**Prompt**
Which rows below contain the string "sheet", with case counting? Return each of those rows in full.

**Raw data**
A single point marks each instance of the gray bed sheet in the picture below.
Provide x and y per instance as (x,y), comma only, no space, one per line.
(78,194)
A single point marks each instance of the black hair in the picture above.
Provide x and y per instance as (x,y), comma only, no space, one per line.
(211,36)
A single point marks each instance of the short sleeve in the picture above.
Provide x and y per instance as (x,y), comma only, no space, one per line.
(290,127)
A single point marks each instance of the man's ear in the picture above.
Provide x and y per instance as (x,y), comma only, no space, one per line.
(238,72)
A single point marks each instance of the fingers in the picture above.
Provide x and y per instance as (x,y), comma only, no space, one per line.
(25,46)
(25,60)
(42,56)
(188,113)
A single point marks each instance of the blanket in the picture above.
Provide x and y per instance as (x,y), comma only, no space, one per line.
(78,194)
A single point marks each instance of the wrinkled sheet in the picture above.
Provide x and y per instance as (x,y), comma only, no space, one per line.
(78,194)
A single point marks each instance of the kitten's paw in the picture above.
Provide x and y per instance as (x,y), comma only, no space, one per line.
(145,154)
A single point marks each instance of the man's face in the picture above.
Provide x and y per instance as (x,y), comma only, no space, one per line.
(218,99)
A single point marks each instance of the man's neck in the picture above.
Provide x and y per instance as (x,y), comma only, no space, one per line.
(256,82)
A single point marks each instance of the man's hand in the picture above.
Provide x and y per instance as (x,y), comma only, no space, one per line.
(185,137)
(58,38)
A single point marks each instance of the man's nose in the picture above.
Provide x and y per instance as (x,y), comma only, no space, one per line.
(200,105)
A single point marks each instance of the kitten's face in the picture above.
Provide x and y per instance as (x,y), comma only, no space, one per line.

--

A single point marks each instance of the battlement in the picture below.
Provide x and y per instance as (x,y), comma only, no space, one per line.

**Answer**
A single point marks each instance of the gray bed sheet in the picture below.
A single point marks each instance of the wrinkled sheet in the picture above.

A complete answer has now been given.